* Given task *
In the entries below, copy out verbatim every line from the one containing "Please trace the outline of every instance of the air" to the one containing "Outlines of the air", including both of those lines.
*** Supplied information
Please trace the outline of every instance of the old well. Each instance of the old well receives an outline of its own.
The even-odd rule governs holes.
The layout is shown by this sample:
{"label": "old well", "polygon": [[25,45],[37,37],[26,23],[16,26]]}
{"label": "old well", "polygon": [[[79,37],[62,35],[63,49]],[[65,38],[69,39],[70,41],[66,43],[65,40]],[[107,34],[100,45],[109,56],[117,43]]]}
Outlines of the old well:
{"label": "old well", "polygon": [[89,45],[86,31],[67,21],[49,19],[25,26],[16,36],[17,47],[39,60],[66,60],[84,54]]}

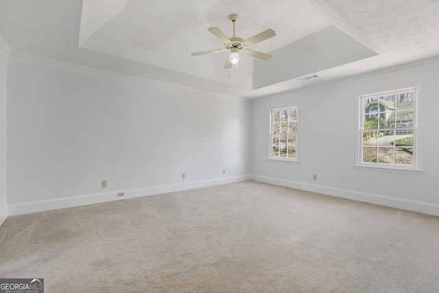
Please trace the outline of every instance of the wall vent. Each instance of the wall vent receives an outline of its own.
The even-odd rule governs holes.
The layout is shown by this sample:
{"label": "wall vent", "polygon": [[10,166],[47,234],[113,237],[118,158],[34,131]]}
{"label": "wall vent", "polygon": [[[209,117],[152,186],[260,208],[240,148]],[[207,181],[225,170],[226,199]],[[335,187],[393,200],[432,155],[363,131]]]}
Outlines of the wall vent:
{"label": "wall vent", "polygon": [[312,80],[313,78],[318,78],[318,75],[308,75],[308,76],[305,76],[305,78],[299,78],[298,80],[303,82],[308,80]]}

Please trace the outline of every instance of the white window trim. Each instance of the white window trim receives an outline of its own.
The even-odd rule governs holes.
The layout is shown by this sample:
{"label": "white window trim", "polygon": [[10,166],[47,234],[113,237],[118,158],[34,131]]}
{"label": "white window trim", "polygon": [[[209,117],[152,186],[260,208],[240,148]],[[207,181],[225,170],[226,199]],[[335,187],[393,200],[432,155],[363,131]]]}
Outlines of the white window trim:
{"label": "white window trim", "polygon": [[[416,99],[414,104],[415,110],[415,129],[413,136],[414,149],[415,150],[413,158],[413,166],[405,165],[381,165],[375,164],[368,164],[361,162],[361,146],[362,137],[360,135],[362,117],[363,105],[360,102],[362,97],[373,96],[383,93],[392,93],[393,92],[400,92],[405,89],[416,88]],[[398,89],[395,90],[395,89]],[[395,173],[421,174],[422,169],[422,117],[423,117],[423,84],[422,82],[414,84],[406,84],[402,86],[392,86],[391,88],[382,89],[379,91],[369,91],[357,93],[355,95],[355,162],[354,167],[355,169],[376,170],[382,172],[389,172]]]}
{"label": "white window trim", "polygon": [[[296,158],[272,158],[272,129],[273,128],[272,126],[272,113],[274,111],[280,111],[282,110],[285,110],[285,109],[292,109],[292,108],[296,108],[296,126],[297,126],[297,131],[296,132]],[[300,110],[299,110],[299,105],[296,105],[296,106],[290,106],[289,107],[283,107],[283,108],[278,108],[276,109],[270,109],[270,112],[269,112],[269,119],[270,119],[270,132],[268,134],[268,137],[269,137],[269,147],[268,147],[268,159],[270,161],[278,161],[278,162],[283,162],[283,163],[298,163],[299,162],[299,113]]]}

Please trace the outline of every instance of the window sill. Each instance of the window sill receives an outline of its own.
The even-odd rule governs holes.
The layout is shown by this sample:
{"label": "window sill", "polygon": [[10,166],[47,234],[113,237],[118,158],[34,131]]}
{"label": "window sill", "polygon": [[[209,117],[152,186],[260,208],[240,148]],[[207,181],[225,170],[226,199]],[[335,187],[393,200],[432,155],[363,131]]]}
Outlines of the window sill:
{"label": "window sill", "polygon": [[354,165],[354,168],[361,170],[369,170],[369,171],[379,171],[383,172],[392,172],[392,173],[405,173],[410,174],[421,174],[423,171],[421,169],[404,169],[404,168],[390,168],[386,167],[379,166],[364,166],[359,165]]}
{"label": "window sill", "polygon": [[292,163],[294,164],[298,164],[299,163],[299,161],[297,159],[273,159],[273,158],[268,158],[267,159],[268,161],[273,161],[273,162]]}

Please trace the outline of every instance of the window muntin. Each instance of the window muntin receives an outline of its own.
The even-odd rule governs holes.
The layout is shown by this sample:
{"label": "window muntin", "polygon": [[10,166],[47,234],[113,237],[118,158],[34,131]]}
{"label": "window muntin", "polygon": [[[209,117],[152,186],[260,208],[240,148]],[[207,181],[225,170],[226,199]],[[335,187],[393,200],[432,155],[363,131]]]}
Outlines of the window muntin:
{"label": "window muntin", "polygon": [[270,111],[270,159],[297,161],[297,107]]}
{"label": "window muntin", "polygon": [[418,89],[359,96],[359,165],[418,169]]}

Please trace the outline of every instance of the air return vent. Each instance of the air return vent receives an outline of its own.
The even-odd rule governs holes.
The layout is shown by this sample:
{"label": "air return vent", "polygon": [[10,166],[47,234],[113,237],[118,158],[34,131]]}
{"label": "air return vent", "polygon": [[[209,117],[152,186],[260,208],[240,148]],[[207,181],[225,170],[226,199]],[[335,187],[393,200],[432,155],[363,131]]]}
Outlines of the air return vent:
{"label": "air return vent", "polygon": [[308,75],[308,76],[305,76],[305,78],[299,78],[298,80],[302,82],[304,82],[305,80],[312,80],[313,78],[318,78],[318,75]]}

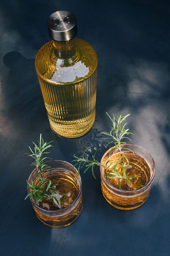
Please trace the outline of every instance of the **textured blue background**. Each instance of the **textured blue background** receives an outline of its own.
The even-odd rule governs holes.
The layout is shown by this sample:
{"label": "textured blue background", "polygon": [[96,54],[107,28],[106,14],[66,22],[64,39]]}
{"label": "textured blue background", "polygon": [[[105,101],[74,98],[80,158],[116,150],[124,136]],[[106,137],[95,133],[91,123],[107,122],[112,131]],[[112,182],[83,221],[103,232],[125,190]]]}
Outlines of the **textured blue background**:
{"label": "textured blue background", "polygon": [[[169,255],[170,3],[165,0],[1,0],[1,255]],[[74,139],[51,131],[34,67],[49,41],[46,19],[57,10],[77,18],[77,37],[98,57],[96,118]],[[156,165],[149,197],[140,208],[122,211],[102,196],[98,169],[81,174],[84,207],[69,227],[53,229],[36,217],[25,180],[31,167],[23,153],[40,132],[54,140],[51,156],[71,162],[92,144],[106,151],[100,132],[109,130],[105,112],[131,113],[133,142]]]}

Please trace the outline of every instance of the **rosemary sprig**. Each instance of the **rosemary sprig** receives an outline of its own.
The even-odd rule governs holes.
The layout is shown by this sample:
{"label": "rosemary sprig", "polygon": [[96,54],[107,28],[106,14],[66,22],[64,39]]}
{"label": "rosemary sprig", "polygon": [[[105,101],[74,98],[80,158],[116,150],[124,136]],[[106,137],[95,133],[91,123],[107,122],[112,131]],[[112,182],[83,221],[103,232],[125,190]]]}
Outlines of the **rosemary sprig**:
{"label": "rosemary sprig", "polygon": [[49,142],[45,142],[42,138],[41,134],[40,134],[39,141],[38,141],[38,145],[33,142],[35,147],[32,149],[29,147],[31,154],[28,154],[29,156],[32,157],[35,161],[32,163],[31,165],[35,166],[37,169],[37,173],[34,175],[36,178],[35,181],[32,181],[31,184],[28,180],[26,180],[28,187],[30,191],[28,194],[25,199],[29,196],[32,198],[35,204],[39,205],[39,203],[42,202],[42,199],[53,199],[54,203],[61,209],[60,198],[63,195],[60,195],[56,190],[56,185],[52,185],[50,180],[44,178],[43,173],[48,171],[46,167],[48,166],[44,163],[47,159],[52,159],[50,157],[44,156],[44,155],[48,154],[50,152],[48,149],[53,147]]}
{"label": "rosemary sprig", "polygon": [[[101,133],[107,135],[106,138],[104,138],[104,139],[111,139],[111,141],[108,142],[107,145],[108,145],[110,143],[114,143],[115,144],[115,147],[110,150],[110,152],[108,155],[108,157],[110,154],[114,151],[116,153],[119,152],[120,154],[120,157],[117,161],[116,164],[111,169],[108,167],[108,164],[113,160],[108,160],[105,166],[102,165],[97,160],[95,159],[95,156],[97,151],[99,149],[97,149],[94,155],[92,155],[92,159],[89,158],[89,156],[87,154],[87,150],[89,148],[87,148],[83,152],[82,157],[78,157],[74,155],[74,157],[76,158],[73,161],[75,161],[76,163],[74,166],[78,166],[78,171],[80,172],[80,168],[83,166],[84,166],[86,169],[84,171],[84,173],[86,172],[91,167],[92,173],[94,177],[96,178],[94,172],[94,167],[95,166],[102,166],[105,171],[106,178],[107,180],[110,182],[113,179],[116,179],[118,181],[118,187],[121,189],[121,182],[123,179],[125,179],[127,183],[129,186],[131,186],[132,184],[130,181],[130,178],[131,178],[129,174],[126,174],[126,171],[128,169],[130,168],[131,166],[129,164],[128,157],[122,153],[122,149],[129,149],[130,151],[133,152],[130,149],[127,149],[122,147],[122,144],[126,143],[125,142],[123,141],[124,139],[128,139],[130,141],[131,140],[128,136],[130,134],[133,134],[134,133],[129,131],[128,129],[125,128],[125,126],[127,123],[124,125],[122,123],[126,120],[126,118],[130,115],[130,114],[126,115],[125,116],[120,115],[118,117],[116,115],[113,114],[113,118],[112,118],[108,113],[107,115],[112,122],[112,124],[110,125],[112,127],[109,133],[106,132],[101,132]],[[134,153],[133,152],[134,154]],[[109,175],[107,175],[106,171],[109,172]]]}

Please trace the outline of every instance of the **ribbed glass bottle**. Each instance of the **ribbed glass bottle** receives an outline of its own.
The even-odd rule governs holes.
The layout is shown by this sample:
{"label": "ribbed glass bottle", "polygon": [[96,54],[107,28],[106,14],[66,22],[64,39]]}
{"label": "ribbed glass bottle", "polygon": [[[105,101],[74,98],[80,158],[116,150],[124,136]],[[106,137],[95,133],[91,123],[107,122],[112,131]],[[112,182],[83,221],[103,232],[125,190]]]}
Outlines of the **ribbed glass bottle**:
{"label": "ribbed glass bottle", "polygon": [[95,122],[97,57],[86,41],[52,40],[35,66],[52,130],[67,138],[86,133]]}

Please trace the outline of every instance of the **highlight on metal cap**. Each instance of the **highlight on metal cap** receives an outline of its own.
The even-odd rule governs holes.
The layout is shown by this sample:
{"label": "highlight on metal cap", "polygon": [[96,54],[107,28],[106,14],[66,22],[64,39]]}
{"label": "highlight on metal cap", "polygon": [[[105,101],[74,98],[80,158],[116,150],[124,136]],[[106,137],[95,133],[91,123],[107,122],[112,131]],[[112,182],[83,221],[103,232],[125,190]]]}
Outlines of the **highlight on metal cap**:
{"label": "highlight on metal cap", "polygon": [[77,33],[76,20],[74,15],[66,11],[52,13],[47,19],[49,35],[58,42],[69,41]]}

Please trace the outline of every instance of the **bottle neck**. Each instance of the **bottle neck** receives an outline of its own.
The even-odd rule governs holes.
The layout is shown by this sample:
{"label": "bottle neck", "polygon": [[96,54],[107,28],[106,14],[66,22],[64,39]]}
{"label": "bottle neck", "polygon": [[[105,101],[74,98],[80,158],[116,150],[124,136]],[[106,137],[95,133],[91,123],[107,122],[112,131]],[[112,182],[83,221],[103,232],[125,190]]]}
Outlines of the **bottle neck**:
{"label": "bottle neck", "polygon": [[69,58],[75,54],[75,38],[66,42],[53,40],[56,54],[58,58]]}

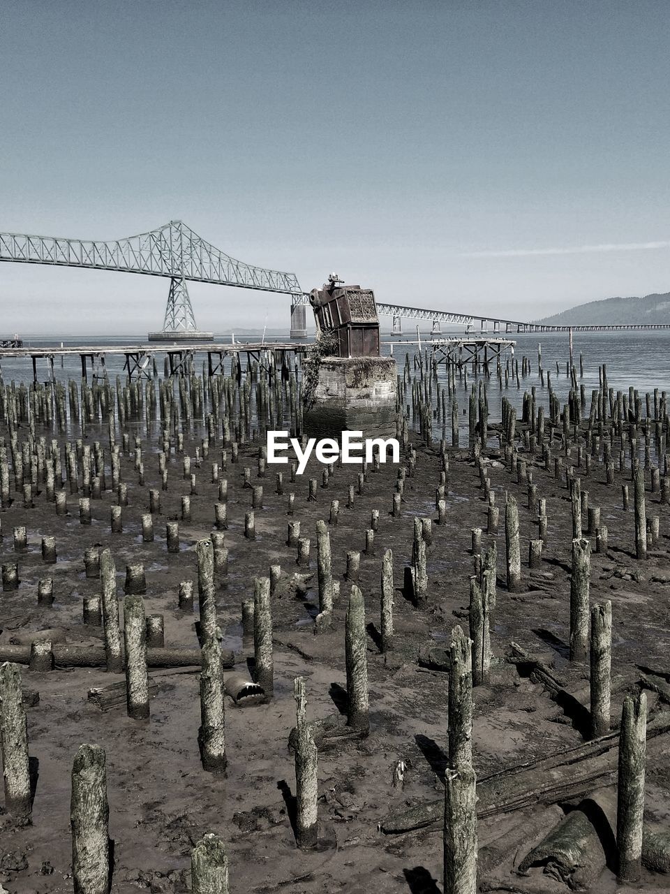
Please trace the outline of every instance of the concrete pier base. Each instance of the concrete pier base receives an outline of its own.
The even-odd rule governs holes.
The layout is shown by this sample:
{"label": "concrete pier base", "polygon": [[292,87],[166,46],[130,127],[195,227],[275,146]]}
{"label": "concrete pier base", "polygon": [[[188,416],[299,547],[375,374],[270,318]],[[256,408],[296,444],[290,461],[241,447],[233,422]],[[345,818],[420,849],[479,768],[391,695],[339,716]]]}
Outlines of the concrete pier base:
{"label": "concrete pier base", "polygon": [[305,434],[328,437],[362,431],[364,437],[396,434],[398,372],[391,357],[327,357],[321,361]]}

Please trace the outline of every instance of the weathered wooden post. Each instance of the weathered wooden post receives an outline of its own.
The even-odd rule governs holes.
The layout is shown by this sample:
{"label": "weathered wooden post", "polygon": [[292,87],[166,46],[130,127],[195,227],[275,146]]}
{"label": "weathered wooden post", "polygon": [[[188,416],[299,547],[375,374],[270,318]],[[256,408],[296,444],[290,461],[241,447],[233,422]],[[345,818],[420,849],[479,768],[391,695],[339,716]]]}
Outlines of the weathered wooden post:
{"label": "weathered wooden post", "polygon": [[519,508],[511,494],[505,502],[505,553],[507,570],[507,589],[517,593],[521,589],[521,545],[519,543]]}
{"label": "weathered wooden post", "polygon": [[123,599],[123,645],[126,652],[128,716],[136,721],[147,720],[147,618],[141,596],[125,596]]}
{"label": "weathered wooden post", "polygon": [[644,505],[644,467],[639,466],[635,471],[635,555],[638,559],[647,558],[647,514]]}
{"label": "weathered wooden post", "polygon": [[367,639],[365,603],[356,586],[351,587],[345,627],[347,659],[348,724],[363,735],[370,730],[367,693]]}
{"label": "weathered wooden post", "polygon": [[272,611],[270,578],[254,580],[254,661],[255,681],[266,695],[274,688],[272,659]]}
{"label": "weathered wooden post", "polygon": [[647,752],[647,696],[626,696],[619,732],[616,844],[619,849],[618,877],[636,881],[642,856],[644,814],[644,768]]}
{"label": "weathered wooden post", "polygon": [[318,836],[319,755],[306,717],[305,678],[293,681],[296,699],[296,844],[314,848]]}
{"label": "weathered wooden post", "polygon": [[448,769],[444,789],[444,894],[477,891],[477,778],[469,763]]}
{"label": "weathered wooden post", "polygon": [[200,637],[203,642],[216,636],[216,595],[214,592],[214,548],[210,539],[196,544],[197,556],[197,597],[200,609]]}
{"label": "weathered wooden post", "polygon": [[319,585],[319,611],[332,611],[332,561],[331,535],[322,519],[316,522],[316,574]]}
{"label": "weathered wooden post", "polygon": [[105,657],[107,670],[109,673],[123,673],[119,627],[119,602],[116,598],[116,568],[109,549],[105,549],[100,552],[100,578],[103,596]]}
{"label": "weathered wooden post", "polygon": [[590,734],[609,732],[612,668],[612,603],[590,610]]}
{"label": "weathered wooden post", "polygon": [[570,661],[584,661],[589,654],[589,592],[590,543],[585,537],[573,540],[570,578]]}
{"label": "weathered wooden post", "polygon": [[470,578],[470,638],[472,640],[473,686],[489,679],[490,670],[490,632],[489,594],[480,587],[476,577]]}
{"label": "weathered wooden post", "polygon": [[225,705],[221,645],[216,637],[203,644],[200,673],[200,730],[197,736],[203,769],[226,770]]}
{"label": "weathered wooden post", "polygon": [[70,801],[74,894],[108,894],[109,805],[105,751],[81,745],[72,763]]}
{"label": "weathered wooden post", "polygon": [[388,652],[393,644],[393,552],[384,551],[381,561],[381,651]]}
{"label": "weathered wooden post", "polygon": [[30,822],[28,721],[18,664],[0,665],[0,746],[3,749],[4,809],[19,825]]}
{"label": "weathered wooden post", "polygon": [[212,832],[191,851],[192,894],[229,894],[228,857],[223,842]]}
{"label": "weathered wooden post", "polygon": [[472,643],[459,626],[451,631],[449,668],[449,766],[457,770],[473,760]]}

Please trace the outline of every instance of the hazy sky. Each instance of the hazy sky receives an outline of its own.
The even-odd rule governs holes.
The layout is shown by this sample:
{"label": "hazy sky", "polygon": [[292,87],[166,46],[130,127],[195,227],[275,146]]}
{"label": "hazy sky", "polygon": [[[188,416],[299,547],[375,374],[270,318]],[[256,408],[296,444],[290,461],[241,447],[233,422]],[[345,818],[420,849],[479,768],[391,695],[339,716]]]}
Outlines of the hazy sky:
******
* Exercise answer *
Please trace the outline of every instance of the air return vent. Each instance of the air return vent receives an outline of its own.
The even-odd rule governs holes.
The layout is shown by this sample:
{"label": "air return vent", "polygon": [[10,166],[47,234],[113,237],[118,158],[34,131]]}
{"label": "air return vent", "polygon": [[[209,117],[152,186],[260,208],[240,148]],[[207,181],[225,170],[226,199]],[[335,187],[393,200],[432,155],[363,131]]]}
Outlines of the air return vent:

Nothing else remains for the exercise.